→ **Task inputs**
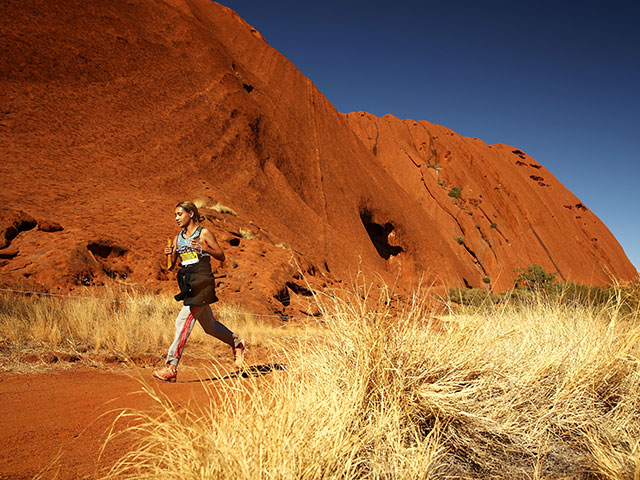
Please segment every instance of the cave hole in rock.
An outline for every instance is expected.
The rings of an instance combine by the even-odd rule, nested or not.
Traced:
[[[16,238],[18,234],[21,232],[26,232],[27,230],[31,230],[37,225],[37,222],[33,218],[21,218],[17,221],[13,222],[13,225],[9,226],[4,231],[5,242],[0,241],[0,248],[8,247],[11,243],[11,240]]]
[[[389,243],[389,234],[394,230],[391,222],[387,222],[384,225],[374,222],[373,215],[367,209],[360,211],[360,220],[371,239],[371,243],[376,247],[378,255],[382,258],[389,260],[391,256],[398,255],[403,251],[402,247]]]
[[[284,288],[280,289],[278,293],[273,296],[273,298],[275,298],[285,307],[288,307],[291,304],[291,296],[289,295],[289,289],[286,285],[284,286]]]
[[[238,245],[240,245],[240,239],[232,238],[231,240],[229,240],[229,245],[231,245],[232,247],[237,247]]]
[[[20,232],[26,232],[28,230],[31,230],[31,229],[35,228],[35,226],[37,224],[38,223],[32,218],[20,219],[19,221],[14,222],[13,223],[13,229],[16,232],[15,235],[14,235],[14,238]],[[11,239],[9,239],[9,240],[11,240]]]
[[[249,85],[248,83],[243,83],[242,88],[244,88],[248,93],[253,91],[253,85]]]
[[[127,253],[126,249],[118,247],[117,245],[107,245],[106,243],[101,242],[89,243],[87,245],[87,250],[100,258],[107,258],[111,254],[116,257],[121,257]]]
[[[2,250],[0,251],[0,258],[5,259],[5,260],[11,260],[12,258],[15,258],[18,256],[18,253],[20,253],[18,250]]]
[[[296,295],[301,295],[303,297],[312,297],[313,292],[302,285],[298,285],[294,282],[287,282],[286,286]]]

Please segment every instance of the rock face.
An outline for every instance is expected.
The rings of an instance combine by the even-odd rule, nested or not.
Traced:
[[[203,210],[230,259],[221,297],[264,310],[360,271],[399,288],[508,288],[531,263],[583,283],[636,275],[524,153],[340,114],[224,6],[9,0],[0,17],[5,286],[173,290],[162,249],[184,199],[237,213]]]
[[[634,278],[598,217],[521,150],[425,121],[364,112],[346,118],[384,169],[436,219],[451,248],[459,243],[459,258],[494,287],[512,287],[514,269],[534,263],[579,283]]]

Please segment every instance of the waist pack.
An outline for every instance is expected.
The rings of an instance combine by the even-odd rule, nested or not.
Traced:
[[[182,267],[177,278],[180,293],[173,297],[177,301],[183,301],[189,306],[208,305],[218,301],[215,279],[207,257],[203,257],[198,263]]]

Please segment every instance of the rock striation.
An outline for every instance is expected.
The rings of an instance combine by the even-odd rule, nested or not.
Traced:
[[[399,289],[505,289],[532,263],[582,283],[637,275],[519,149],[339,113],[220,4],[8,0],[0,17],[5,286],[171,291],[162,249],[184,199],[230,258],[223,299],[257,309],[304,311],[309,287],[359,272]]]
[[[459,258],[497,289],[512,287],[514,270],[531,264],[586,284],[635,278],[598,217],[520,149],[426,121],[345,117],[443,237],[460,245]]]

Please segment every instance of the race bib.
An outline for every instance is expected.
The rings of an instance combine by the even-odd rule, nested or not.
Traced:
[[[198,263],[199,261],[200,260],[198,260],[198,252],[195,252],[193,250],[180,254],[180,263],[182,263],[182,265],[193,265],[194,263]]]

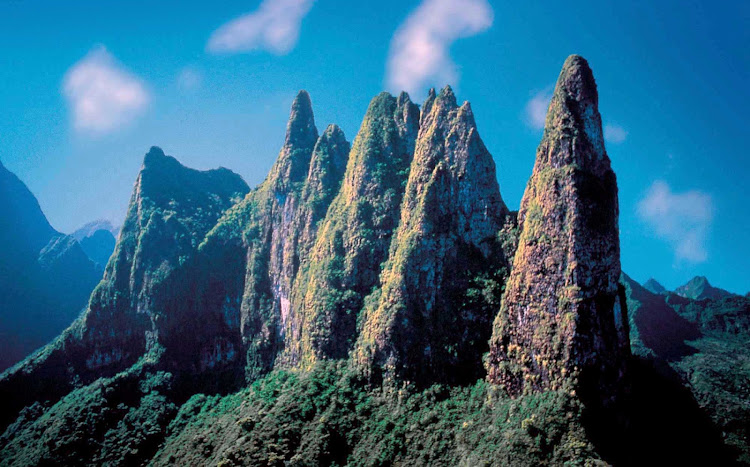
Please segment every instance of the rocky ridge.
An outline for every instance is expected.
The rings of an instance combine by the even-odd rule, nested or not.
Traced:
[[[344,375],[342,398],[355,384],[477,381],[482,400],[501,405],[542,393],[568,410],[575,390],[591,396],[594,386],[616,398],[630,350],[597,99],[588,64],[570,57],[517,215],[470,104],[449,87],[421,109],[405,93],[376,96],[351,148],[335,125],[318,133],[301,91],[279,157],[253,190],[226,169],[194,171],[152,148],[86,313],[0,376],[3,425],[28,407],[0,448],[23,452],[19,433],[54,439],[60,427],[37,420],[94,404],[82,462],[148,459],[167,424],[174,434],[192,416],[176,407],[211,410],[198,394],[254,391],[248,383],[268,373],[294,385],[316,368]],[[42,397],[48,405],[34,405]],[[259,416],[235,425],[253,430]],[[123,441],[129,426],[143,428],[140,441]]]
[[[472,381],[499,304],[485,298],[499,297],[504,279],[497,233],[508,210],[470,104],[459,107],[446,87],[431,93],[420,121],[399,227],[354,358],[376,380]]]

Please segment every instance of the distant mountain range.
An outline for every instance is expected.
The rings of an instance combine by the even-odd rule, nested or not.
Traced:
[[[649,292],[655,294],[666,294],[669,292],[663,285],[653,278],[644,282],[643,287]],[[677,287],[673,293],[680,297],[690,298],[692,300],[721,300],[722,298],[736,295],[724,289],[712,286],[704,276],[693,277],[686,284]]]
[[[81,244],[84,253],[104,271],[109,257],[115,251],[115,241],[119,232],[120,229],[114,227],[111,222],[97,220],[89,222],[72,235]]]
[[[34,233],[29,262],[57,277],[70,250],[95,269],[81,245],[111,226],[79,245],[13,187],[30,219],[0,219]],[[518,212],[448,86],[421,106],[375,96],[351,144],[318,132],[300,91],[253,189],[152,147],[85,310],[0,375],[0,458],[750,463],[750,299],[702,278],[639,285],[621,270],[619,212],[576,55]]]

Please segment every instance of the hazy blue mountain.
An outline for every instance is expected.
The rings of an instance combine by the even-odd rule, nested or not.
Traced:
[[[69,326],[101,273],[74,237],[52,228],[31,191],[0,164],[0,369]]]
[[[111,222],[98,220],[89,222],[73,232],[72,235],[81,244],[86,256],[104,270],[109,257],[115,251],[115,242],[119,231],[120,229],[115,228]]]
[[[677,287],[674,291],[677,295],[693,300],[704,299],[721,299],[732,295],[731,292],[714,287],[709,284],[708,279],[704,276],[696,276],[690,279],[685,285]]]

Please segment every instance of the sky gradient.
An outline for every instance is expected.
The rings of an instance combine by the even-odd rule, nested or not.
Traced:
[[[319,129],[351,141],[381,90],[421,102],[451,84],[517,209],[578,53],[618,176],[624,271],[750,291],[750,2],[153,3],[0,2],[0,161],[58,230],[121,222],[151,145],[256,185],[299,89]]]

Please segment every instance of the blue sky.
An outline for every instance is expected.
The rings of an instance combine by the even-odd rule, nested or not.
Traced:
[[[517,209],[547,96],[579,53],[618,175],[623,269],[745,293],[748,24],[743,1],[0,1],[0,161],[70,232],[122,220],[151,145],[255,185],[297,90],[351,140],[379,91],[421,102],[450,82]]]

→ **What you need to do**
Once the pictures are removed, copy the listing exactly.

→ **Expected answer**
Please segment every instance of the cave hole in rock.
An outline for every instance is expected.
The rings of an instance combine by the even-odd rule, nested or not.
Traced:
[[[16,238],[18,234],[21,232],[26,232],[27,230],[31,230],[37,225],[37,222],[33,218],[21,218],[17,221],[13,222],[13,225],[9,226],[4,231],[5,242],[0,241],[0,248],[8,247],[11,243],[11,240]]]
[[[389,243],[389,234],[394,230],[391,222],[387,222],[384,225],[374,222],[373,215],[367,209],[360,211],[360,220],[371,239],[371,243],[376,247],[378,255],[382,258],[389,260],[391,256],[398,255],[403,251],[402,247]]]
[[[284,288],[280,289],[278,293],[273,296],[273,298],[275,298],[285,307],[288,307],[291,304],[291,296],[289,295],[289,289],[286,285],[284,286]]]
[[[238,245],[240,245],[240,239],[232,238],[231,240],[229,240],[229,245],[231,245],[232,247],[237,247]]]
[[[20,232],[26,232],[28,230],[31,230],[31,229],[35,228],[35,226],[37,224],[38,223],[32,218],[20,219],[19,221],[14,222],[13,223],[13,229],[16,232],[15,235],[14,235],[14,238]],[[11,239],[9,239],[9,240],[11,240]]]
[[[249,85],[248,83],[243,83],[242,88],[244,88],[248,93],[253,91],[253,85]]]
[[[127,253],[126,249],[118,247],[117,245],[107,245],[106,243],[101,242],[89,243],[87,245],[87,250],[100,258],[107,258],[111,254],[116,257],[121,257]]]
[[[2,250],[0,251],[0,258],[5,259],[5,260],[11,260],[12,258],[15,258],[18,256],[18,253],[20,253],[18,250]]]
[[[296,295],[301,295],[303,297],[312,297],[313,292],[302,285],[298,285],[294,282],[287,282],[286,286]]]

Please segment every instance of the rock face.
An outline for every instance is expected.
The rings of an instance combine by the even-odd rule, nested or not.
Traced:
[[[203,210],[230,259],[221,297],[264,310],[360,271],[399,288],[508,288],[531,263],[583,283],[636,275],[524,153],[340,114],[224,6],[9,0],[0,17],[5,286],[173,290],[162,249],[184,199],[237,213]]]
[[[634,278],[598,217],[521,150],[425,121],[364,112],[346,118],[384,169],[436,219],[451,248],[459,243],[459,258],[494,287],[512,287],[514,269],[534,263],[579,283]]]

Please segment every instance of the waist pack.
An outline for every instance is expected.
The rings of an instance combine by the even-odd rule, nested or not.
Traced:
[[[182,267],[177,278],[180,293],[173,297],[177,301],[183,301],[189,306],[208,305],[218,301],[215,279],[207,257],[203,257],[198,263]]]

Please segment every instance of the rock striation.
An outline for every instance is expected.
The rings of an instance combine by the even-odd rule, nested or not.
Traced:
[[[399,289],[505,289],[532,263],[582,283],[637,275],[519,149],[339,113],[220,4],[8,0],[0,17],[5,286],[171,291],[162,249],[184,199],[230,258],[223,299],[257,309],[304,311],[309,287],[359,272]]]
[[[459,258],[497,289],[512,287],[514,270],[531,264],[586,284],[635,278],[598,217],[520,149],[426,121],[345,117],[443,237],[460,245]]]

Please segment every instance of the race bib.
An outline for every instance is expected.
The rings of an instance combine by the even-odd rule, nested or not.
Traced:
[[[198,263],[199,261],[200,260],[198,260],[198,252],[195,252],[193,250],[180,254],[180,263],[182,263],[182,265],[193,265],[194,263]]]

Please segment every instance of the rocky ridge.
An outline for every instance is expected.
The rings of an instance combine by the even-odd rule, nested or not.
Traced:
[[[344,375],[342,398],[355,384],[477,381],[482,400],[501,405],[542,393],[568,410],[575,390],[591,396],[594,386],[616,398],[630,350],[597,99],[588,64],[570,57],[517,215],[470,104],[449,87],[421,109],[405,93],[376,96],[351,148],[335,125],[318,133],[301,91],[279,157],[253,190],[226,169],[194,171],[152,148],[86,313],[0,376],[3,425],[28,407],[0,448],[23,452],[19,433],[54,439],[60,427],[37,420],[94,404],[82,462],[148,459],[167,424],[174,434],[192,416],[176,407],[211,410],[198,394],[254,391],[248,383],[268,373],[294,385],[316,368]],[[42,397],[48,405],[34,405]],[[259,416],[235,425],[253,430]],[[123,441],[129,426],[143,428],[140,441]]]
[[[472,381],[499,304],[485,298],[499,297],[504,279],[497,233],[508,210],[470,104],[459,107],[446,87],[431,93],[420,121],[399,227],[354,358],[376,380]]]

Please segment every instance of the distant mountain range.
An outline for every instance is expected.
The rings of an instance combine by the even-odd rule, nested or not.
Traced:
[[[649,292],[655,294],[666,294],[669,292],[663,285],[653,278],[644,282],[643,287]],[[677,287],[673,293],[680,297],[690,298],[692,300],[721,300],[722,298],[736,295],[724,289],[712,286],[704,276],[693,277],[686,284]]]
[[[81,244],[84,253],[104,271],[109,257],[115,251],[115,241],[119,232],[120,229],[114,227],[111,222],[97,220],[89,222],[72,235]]]
[[[34,233],[29,262],[57,277],[70,250],[95,269],[81,245],[111,226],[79,245],[13,187],[30,219],[0,219]],[[518,212],[448,86],[421,106],[375,96],[351,144],[318,132],[300,91],[253,189],[152,147],[85,310],[0,375],[0,458],[750,463],[750,299],[702,278],[639,285],[621,270],[619,212],[576,55]]]

Please segment every instance of the hazy blue mountain.
An outline for every instance is expected.
The rings of an instance combine by the even-odd rule, nested or not.
Traced:
[[[69,326],[101,273],[74,237],[52,228],[31,191],[0,164],[0,369]]]
[[[111,222],[98,220],[89,222],[73,232],[72,235],[81,244],[86,256],[104,270],[109,257],[115,251],[115,242],[119,231],[120,229],[115,228]]]
[[[677,287],[674,291],[677,295],[693,300],[704,299],[721,299],[732,295],[731,292],[714,287],[709,284],[708,279],[704,276],[696,276],[690,279],[685,285]]]

Please segment every instance of the sky gradient.
An outline for every instance is expected.
The rings of an instance combine by the even-odd rule, nested or not.
Traced:
[[[319,129],[351,141],[381,90],[421,102],[451,84],[517,209],[578,53],[618,176],[624,271],[750,291],[750,2],[153,3],[0,2],[0,161],[58,230],[121,222],[151,145],[256,185],[299,89]]]

Please segment every instance of the blue sky.
An outline for every instance is expected.
The rings of an instance combine by the even-odd rule, nested or not.
Traced:
[[[517,209],[547,96],[579,53],[618,175],[623,269],[745,293],[748,24],[743,1],[0,1],[0,161],[70,232],[122,220],[151,145],[255,185],[297,90],[351,140],[379,91],[421,102],[450,82]]]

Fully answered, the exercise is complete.